WRITTEN REQUEST 1 » From the post on National Poetry Writing Month, echo the passage starting with "April is National" and going on through "the seemingly insignificant.".

DOCUMENT PASSAGE »
* START *
Wednesday, 5 April 2017

National Poetry Writing Month... Day (Part 1)

April is National Poetry Writing Month, when poets across the world attempt to write a poem a day for thirty days. This might sound simple on paper, but constantly looking for inspiration, finding the time to write, and trying not just to write meaningless dribble to fill up the slots can be quite challenging.

As I mentioned before in a previous project, the 100 Poems Challenge, for me, the aim of the challenge is not prolificacy, but to maximise the scope for inspiration, to find meaning in small events, beauty in the seemingly insignificant.

I've done NaPoWriMo before, but with my dad being very ill at the moment, I've passed on it this year. However, a thought came to mind: might it be possible to take one free day and write thirty poems? After the 100 Poems Challenge (writing 100 poems in 30 days), I was keen to see just how many poems I might be able to manage in the space of only twenty-four hours.
* END *
Point annotation data
* START *
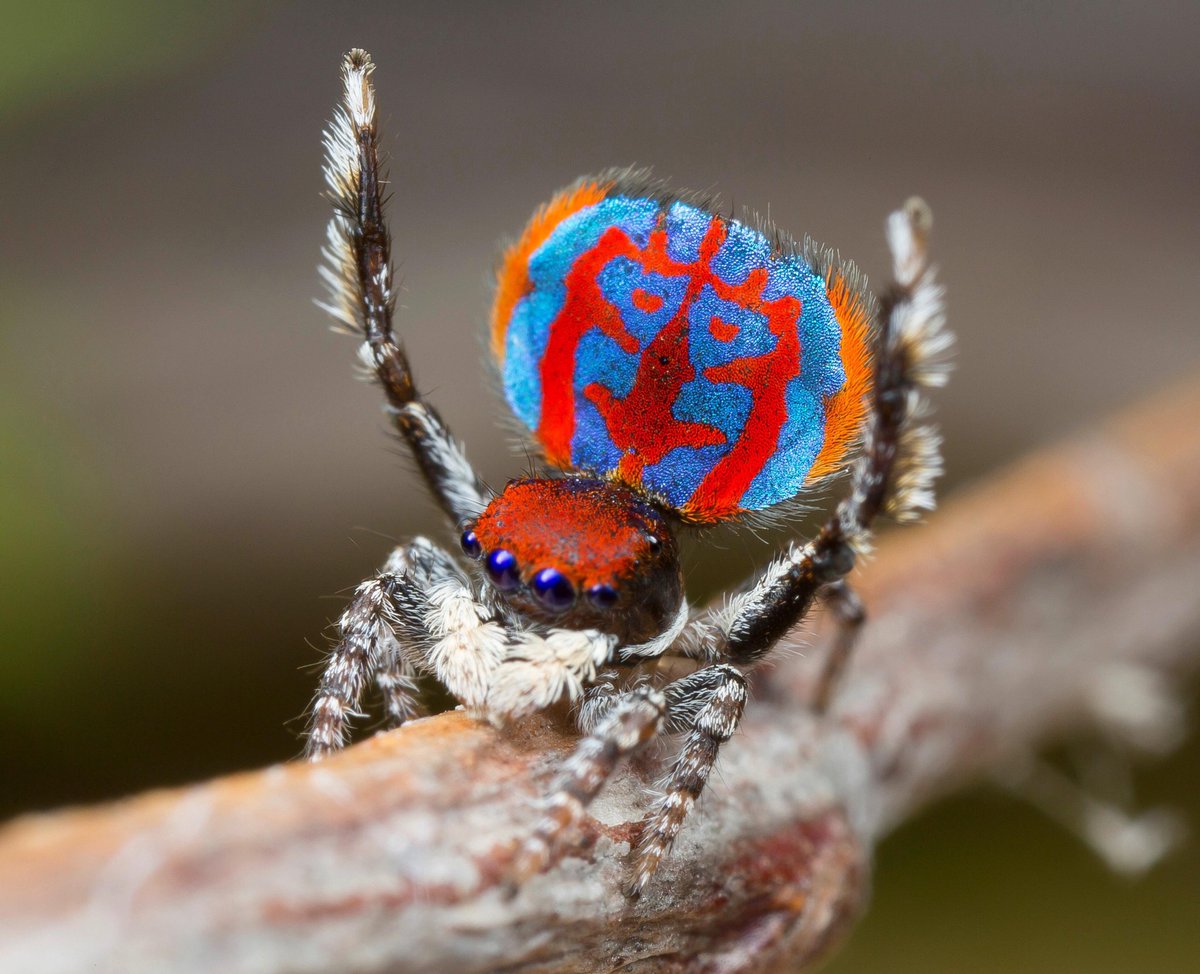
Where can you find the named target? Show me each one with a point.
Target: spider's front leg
(370, 645)
(359, 277)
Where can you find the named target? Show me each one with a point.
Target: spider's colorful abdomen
(645, 338)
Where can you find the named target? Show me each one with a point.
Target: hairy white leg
(377, 637)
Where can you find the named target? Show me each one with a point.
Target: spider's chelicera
(672, 367)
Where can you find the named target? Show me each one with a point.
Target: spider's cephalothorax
(672, 366)
(580, 553)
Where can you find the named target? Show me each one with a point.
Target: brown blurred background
(190, 476)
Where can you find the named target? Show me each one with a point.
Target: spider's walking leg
(633, 719)
(366, 642)
(850, 613)
(370, 645)
(707, 707)
(359, 277)
(894, 473)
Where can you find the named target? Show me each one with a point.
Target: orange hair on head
(846, 409)
(513, 277)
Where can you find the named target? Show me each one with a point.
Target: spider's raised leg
(359, 276)
(850, 614)
(894, 473)
(630, 720)
(373, 639)
(707, 708)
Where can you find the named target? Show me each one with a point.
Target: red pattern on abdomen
(642, 425)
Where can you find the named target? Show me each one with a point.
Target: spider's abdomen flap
(683, 353)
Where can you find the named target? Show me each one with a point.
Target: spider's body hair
(619, 654)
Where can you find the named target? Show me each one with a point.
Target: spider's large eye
(502, 569)
(553, 589)
(603, 595)
(471, 545)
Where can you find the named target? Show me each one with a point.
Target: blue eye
(471, 545)
(553, 589)
(603, 596)
(502, 569)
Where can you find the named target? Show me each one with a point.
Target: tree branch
(1031, 607)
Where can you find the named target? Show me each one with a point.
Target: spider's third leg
(707, 707)
(897, 468)
(850, 614)
(633, 720)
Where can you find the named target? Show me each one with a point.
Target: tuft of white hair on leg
(917, 324)
(918, 467)
(468, 643)
(901, 457)
(343, 179)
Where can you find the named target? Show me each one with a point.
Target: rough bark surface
(1015, 615)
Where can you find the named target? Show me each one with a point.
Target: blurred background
(191, 479)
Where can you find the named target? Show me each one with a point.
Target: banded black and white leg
(894, 473)
(850, 615)
(706, 707)
(359, 277)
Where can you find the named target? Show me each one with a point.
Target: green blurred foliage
(58, 48)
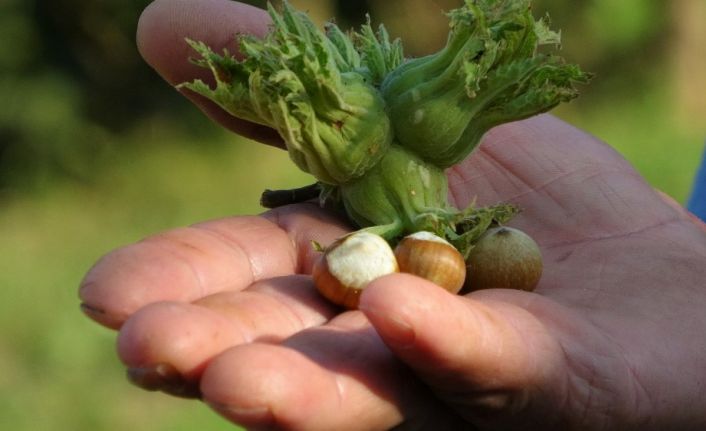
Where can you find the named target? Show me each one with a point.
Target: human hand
(611, 339)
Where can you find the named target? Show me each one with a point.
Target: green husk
(376, 130)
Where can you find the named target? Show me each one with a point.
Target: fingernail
(91, 310)
(250, 417)
(163, 377)
(394, 331)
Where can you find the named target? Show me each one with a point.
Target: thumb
(484, 358)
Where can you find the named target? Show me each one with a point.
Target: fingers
(191, 263)
(165, 24)
(182, 338)
(571, 187)
(481, 357)
(338, 376)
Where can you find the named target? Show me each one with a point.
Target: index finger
(190, 263)
(161, 34)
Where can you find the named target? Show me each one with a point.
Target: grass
(60, 370)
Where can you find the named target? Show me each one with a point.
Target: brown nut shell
(349, 264)
(504, 258)
(432, 258)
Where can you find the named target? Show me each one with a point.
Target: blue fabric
(697, 202)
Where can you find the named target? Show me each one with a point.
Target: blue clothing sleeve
(697, 201)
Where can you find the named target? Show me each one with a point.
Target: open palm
(611, 339)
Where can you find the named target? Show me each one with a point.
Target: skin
(611, 339)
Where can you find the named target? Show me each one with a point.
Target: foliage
(96, 151)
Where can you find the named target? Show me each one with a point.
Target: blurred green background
(96, 152)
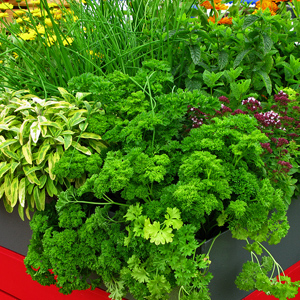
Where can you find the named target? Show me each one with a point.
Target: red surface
(16, 284)
(293, 272)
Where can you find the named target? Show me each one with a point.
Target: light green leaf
* END *
WRITTEN REQUEST 2 » Collect every line of the records that contains the string "brown", matching case exactly.

WRITTEN RESPONSE 1 »
April is National Poetry Writing Month, when poets across the world attempt to write a poem a day for thirty days. This might sound simple on paper, but constantly looking for inspiration, finding the time to write, and trying not just to write meaningless dribble to fill up the slots can be quite challenging.

As I mentioned before in a previous project, the 100 Poems Challenge, for me, the aim of the challenge is not prolificacy, but to maximise the scope for inspiration, to find meaning in small events, beauty in the seemingly insignificant.

WRITTEN RESPONSE 2 »
Target: brown blurred background
Target: brown nut shell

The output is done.